*YOUR GOAL*:
Decide whether each statement below agrees with the buyer persona text that follows. Answer yes or no for each, and quote the text's deciding words.
1. The persona Chloe the Veterinarian dislikes LinkedIn.
2. The persona's listed income is $90,000.
3. Apps like Fairing let you send out post-purchase surveys.

The most effective way to do this research at scale is to survey your target market with a tool like Survey Monkey or hop on a call with prospective customers.

Since they’ve already purchased from you, understanding what motivated them to purchase and their biggest concerns can help you effectively communicate with people similar to them.

Customer surveys are an excellent way to ask more in-depth questions and get into the minds of your existing customers. Apps like Fairing let you send out post-purchase surveys to your customers.

You can even reward users with incentives like free shipping or gift cards to encourage more people to fill out the surveys. This approach works really well with questions that dig into customer buying motivations, such as “Would you recommend this business to a friend? If so, why?”

Customer support

Who knows more about your customers than the people that interact with them the most? If you manage a team, talking to support or sales about customer pain points, goals, and common behaviors can give you info about your customers closest to the point of purchase.

The majority of customer support tools store a conversation log and collect customer satisfaction ratings. Digging through support conversations and identifying pain points and patterns with your customers can lead to crucial persona information, especially in identifying barriers or challenges customers are experiencing.

4. Bring it all together into a buyer persona profile

Armed with quantitative and qualitative research and the details you want to prioritize in your profile, you’re ready to pull it all together and bring it to life.

You can download our free persona template to organize the information you’ve gathered.

We’ll be filling it in with our earlier example of Sally’s Dog Food, but fill yours in with what you anticipate your ideal buyer might be and what traits you need to cover.

Name: Chloe the Veterinarian

Age: 30 years old

Language: English

Lives in: US

Education: Undergraduate degree

Income: $70,000

Relationship Status: Single

Job: Veterinarian, owns her own storefront

Role in purchase decision: Makes all purchasing decisions

Biggest challenge: Finding quality dog food to sell at a great price for both her and her clients 

Aspirations: Wants to open up a new location within the next year

Online behavior: Spends time on Instagram and TikTok but dislikes LinkedIn

Favorite brands: BarkBox and Whole Foods

Content consumption: Video content (especially cute dog and cat videos 🐱🐶)

*EXTRACTED INFORMATION*:
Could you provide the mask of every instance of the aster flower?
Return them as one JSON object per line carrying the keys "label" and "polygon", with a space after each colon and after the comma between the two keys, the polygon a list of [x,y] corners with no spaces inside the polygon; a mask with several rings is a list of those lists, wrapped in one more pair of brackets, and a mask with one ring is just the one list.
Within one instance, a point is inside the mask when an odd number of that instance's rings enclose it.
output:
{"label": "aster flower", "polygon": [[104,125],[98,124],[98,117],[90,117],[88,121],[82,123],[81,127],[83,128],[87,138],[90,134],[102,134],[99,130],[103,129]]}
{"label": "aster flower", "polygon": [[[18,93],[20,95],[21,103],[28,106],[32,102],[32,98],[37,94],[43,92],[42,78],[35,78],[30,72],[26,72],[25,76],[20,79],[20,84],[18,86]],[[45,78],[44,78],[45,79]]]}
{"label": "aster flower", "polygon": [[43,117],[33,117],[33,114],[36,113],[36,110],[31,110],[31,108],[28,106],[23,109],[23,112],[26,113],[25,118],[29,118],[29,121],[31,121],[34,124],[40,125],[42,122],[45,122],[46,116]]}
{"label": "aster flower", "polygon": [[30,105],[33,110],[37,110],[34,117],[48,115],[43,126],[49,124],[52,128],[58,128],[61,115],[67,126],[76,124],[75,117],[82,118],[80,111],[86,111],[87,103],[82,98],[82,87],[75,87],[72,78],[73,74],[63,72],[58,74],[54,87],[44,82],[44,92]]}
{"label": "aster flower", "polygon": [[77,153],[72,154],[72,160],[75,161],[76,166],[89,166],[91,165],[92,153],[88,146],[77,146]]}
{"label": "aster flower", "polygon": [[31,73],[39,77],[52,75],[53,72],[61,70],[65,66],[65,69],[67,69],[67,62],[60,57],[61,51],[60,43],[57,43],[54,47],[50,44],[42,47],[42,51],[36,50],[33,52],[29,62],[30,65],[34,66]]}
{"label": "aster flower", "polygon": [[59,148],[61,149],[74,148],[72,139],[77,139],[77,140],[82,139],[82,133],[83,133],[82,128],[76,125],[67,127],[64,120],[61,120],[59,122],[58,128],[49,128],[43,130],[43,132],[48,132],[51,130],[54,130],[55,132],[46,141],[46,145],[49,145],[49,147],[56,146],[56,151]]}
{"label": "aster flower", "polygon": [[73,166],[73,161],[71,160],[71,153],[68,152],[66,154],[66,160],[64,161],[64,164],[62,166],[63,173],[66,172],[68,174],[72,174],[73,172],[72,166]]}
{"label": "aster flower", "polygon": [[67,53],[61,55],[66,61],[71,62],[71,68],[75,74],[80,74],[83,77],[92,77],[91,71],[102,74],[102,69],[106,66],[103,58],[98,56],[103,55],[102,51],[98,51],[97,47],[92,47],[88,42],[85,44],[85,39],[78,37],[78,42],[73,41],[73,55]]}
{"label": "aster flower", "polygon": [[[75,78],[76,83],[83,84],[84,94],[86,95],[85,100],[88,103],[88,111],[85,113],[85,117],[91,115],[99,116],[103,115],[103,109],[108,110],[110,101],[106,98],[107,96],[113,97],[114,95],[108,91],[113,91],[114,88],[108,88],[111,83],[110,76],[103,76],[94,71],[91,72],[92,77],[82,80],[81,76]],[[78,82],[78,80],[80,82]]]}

---

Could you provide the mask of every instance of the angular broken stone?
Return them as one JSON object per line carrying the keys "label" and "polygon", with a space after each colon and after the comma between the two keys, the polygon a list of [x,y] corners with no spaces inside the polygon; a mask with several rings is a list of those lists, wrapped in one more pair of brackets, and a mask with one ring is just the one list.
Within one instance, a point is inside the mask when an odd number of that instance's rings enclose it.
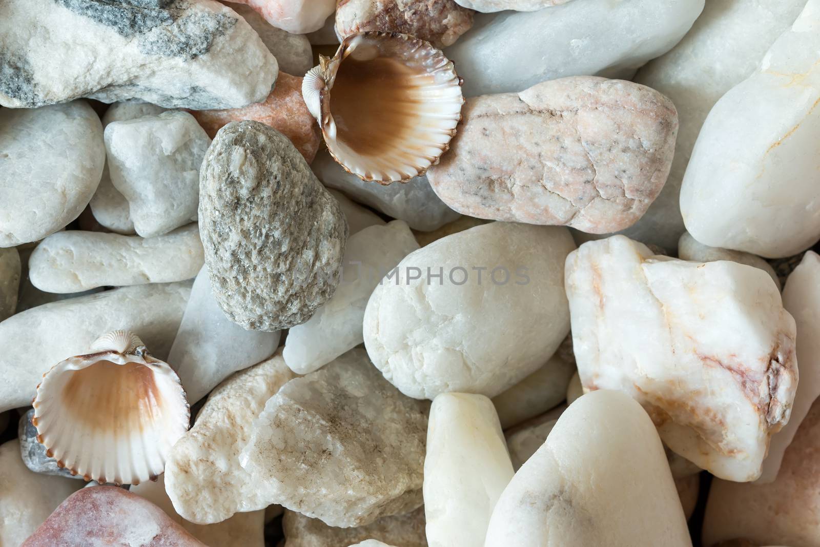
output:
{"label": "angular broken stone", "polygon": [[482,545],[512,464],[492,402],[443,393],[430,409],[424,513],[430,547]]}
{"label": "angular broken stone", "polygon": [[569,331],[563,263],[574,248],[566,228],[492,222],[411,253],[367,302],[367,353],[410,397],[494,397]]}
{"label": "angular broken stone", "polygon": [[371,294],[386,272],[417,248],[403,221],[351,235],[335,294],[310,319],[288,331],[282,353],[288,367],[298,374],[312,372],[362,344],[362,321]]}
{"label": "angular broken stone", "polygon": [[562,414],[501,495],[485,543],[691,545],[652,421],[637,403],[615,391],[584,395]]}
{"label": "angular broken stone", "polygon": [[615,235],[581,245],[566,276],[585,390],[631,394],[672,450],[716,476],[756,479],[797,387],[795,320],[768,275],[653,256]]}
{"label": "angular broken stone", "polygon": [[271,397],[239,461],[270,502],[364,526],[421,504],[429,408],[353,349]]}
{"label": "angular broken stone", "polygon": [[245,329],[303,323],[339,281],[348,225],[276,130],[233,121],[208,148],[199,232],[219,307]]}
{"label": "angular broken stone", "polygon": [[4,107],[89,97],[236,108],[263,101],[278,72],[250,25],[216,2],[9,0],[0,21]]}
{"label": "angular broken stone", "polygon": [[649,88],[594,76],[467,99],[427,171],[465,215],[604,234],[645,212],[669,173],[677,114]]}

...

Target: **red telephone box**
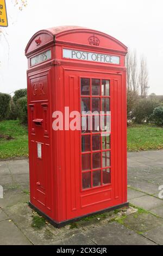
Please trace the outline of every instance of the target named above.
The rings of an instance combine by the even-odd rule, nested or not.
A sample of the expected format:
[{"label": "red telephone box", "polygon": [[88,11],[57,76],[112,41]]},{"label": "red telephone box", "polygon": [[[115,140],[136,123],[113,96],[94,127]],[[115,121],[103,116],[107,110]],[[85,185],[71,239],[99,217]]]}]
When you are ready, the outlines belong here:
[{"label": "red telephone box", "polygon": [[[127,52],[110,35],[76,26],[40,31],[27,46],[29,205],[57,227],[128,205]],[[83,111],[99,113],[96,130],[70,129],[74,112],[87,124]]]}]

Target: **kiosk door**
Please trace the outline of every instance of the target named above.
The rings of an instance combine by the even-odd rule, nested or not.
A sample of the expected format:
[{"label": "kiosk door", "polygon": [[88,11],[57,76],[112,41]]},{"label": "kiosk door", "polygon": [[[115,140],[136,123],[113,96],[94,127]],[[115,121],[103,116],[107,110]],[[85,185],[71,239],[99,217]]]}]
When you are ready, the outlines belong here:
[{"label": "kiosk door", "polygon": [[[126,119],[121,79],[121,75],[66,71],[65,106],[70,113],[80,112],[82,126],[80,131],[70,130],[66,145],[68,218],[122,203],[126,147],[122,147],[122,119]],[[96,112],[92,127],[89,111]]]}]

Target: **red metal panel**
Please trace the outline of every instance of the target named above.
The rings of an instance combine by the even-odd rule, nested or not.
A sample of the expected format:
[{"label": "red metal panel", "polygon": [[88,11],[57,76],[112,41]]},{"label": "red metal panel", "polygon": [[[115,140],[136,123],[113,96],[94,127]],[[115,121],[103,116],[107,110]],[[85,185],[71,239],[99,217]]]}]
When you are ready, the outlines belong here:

*WRITTEN RESPONSE*:
1. Yes: "Spends time on Instagram and TikTok but dislikes LinkedIn"
2. No: "Income: $70,000"
3. Yes: "Apps like Fairing let you send out post-purchase surveys to your customers."